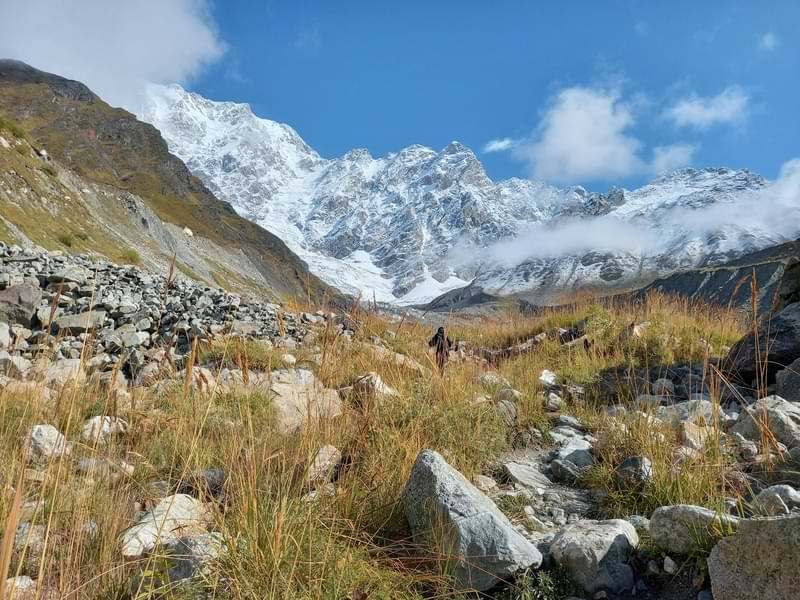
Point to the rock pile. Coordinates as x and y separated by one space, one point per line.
120 316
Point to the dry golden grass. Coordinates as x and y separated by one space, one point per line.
355 544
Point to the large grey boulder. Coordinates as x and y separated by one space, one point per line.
298 396
691 410
444 509
18 303
782 416
787 382
777 500
682 528
172 518
81 323
761 560
596 554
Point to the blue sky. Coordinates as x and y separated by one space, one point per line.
593 93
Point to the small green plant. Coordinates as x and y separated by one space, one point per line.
553 584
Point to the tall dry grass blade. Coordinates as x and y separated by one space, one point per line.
7 545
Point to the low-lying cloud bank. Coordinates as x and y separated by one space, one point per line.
773 211
115 47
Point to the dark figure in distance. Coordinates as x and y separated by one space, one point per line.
442 343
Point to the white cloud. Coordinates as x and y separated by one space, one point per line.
669 158
498 145
730 106
772 212
114 46
769 41
582 135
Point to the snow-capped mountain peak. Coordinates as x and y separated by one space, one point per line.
417 222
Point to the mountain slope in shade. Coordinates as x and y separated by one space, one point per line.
411 225
118 174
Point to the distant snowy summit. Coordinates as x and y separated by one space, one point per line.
414 224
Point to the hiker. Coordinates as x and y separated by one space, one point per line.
442 343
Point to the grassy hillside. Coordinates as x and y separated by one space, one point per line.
109 146
354 543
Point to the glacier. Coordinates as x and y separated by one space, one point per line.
409 226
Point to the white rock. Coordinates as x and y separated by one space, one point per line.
480 543
101 428
596 554
46 442
547 377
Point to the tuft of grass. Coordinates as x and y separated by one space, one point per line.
551 584
355 542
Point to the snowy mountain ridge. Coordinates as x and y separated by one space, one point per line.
409 226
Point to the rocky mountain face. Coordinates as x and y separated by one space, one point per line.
773 270
79 175
416 223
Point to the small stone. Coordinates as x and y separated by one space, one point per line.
46 442
102 428
670 567
634 471
548 378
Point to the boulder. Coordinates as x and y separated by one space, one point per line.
783 418
18 303
663 387
478 540
13 366
58 374
777 500
81 323
172 518
682 528
69 274
492 379
194 557
298 396
691 410
634 471
596 554
776 343
759 561
693 436
548 378
324 464
203 379
787 382
46 442
101 428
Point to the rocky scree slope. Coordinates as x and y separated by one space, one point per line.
530 510
89 176
773 270
416 223
121 322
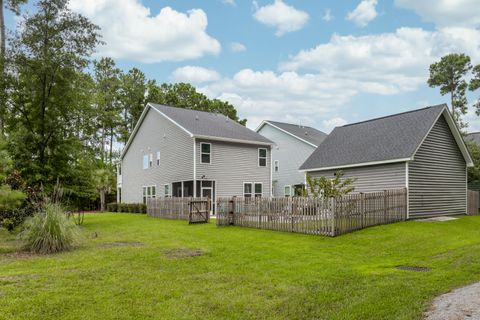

==============================

**Work required**.
Copy the records starting with the line containing "Point to the boulder." and continuing through the end of the records, leaving out the pictures.

**Exercise result**.
Point to the boulder. Coordinates as x and y separated by one space, one point per line.
783 418
18 303
663 387
478 540
13 366
58 374
777 500
81 323
172 518
682 528
69 274
492 379
194 557
298 396
691 410
634 471
596 554
776 343
759 561
693 436
548 378
324 464
203 379
787 382
46 442
101 428
Point to the rocky scree slope. Coordinates as x and y separated by one space, one point per line.
530 510
89 176
773 270
416 223
121 322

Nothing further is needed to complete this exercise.